BBC Optimizing UHD Video Streaming Over IP (bbc.co.uk) 72
johnslater writes: A friend at the BBC has written a short description of his project to deliver UHD video over IP networks. The application bypasses the OS network stack, and constructs network packets directly in a buffer shared with the network hardware, achieving a ten-fold throughput improvement. He writes: "Using this technique, we can send or receive uncompressed UHD 2160p50 video (more than 8 Gbps) using a single CPU core, leaving all the rest of the server's cores free for video processing." This is part of a broader BBC project to develop an end-to-end IP-based studio system.
Re: (Score:2)
How? Please explain.
I would expect that bypassing the network stack is no small feat.
Re: (Score:2, Informative)

◆ Tasks to complete:
A. Copy out the records verbatim, starting at the line that contains "Per instance of the reflection" and continuing through the last line of the records.
B. Pick up the discussion thread on the BBC's UHD video streaming over IP and continue writing it.

◆ Material:
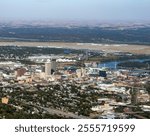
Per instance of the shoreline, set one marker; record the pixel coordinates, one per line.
(135, 49)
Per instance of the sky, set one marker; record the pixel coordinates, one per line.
(77, 10)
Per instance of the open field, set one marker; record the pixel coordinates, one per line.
(137, 49)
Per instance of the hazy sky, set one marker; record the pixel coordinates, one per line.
(100, 10)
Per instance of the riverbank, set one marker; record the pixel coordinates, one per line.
(135, 49)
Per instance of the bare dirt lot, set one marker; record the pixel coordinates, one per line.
(136, 49)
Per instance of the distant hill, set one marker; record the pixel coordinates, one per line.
(121, 35)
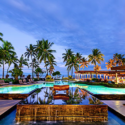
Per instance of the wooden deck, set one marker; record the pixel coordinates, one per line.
(6, 105)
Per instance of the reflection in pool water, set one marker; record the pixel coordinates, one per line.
(92, 88)
(75, 96)
(112, 120)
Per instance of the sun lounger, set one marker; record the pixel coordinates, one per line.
(3, 83)
(21, 82)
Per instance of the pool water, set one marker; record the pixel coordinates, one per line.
(112, 120)
(95, 89)
(75, 96)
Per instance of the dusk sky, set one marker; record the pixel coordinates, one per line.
(81, 25)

◆ Answers to the exercises:
A.
Per instance of the reflection in pool water, set one marker; record the pixel coordinates, one per line.
(92, 88)
(75, 96)
(112, 120)
Per instance of the sun lounger, set one marker; record the pixel coordinates, one per line.
(3, 83)
(21, 82)
Per instance of the pool water, set one marker; record the pixel coordinates, one per line.
(112, 120)
(95, 89)
(75, 96)
Per instance of the dusk sky, set one marker; record the pixel coordinates, one per line.
(81, 25)

B.
IP packets and Ethernet frames are really quite small data structures, so the cost of processing is vastly overshadowed by the cost of scheduling, context switching, memory management, etc.. Because modern CPUs are limited by RAM access latency, they're only fast when they can either loop or stream. If there isn't enough of that between the overhead, performance tanks.
Re: (Score:3)
At 10Gb/s, the amount of data getting shuffled around in a normal network stack is enough to push the limits of the databuses. Most network stacks copy the data something like 4 times. That works as a multiplier and changes 10Gb/s into 40Gb/s. Context switching causes cache trashing and can consume more cycles than the actual data getting processed. A single context switch can consume about 1,000 cycles on a modern CPU.
Re: Credulity (Score:2)
40Gb is ~4GBps which is a fraction of what any bus can handle on a modern x64 processor. It's 1/10th the bandwidth of dual channel DDR3-1600 memory which is the slowest a Skylake processor goes. It's 4 lanes of PCIe 3.
Re: (Score:2)
FreeBSD is working on a new API to allow the network stack to work along with the network card such that the CPU-core that gets interrupted by the
Interesting (Score:5, Interesting)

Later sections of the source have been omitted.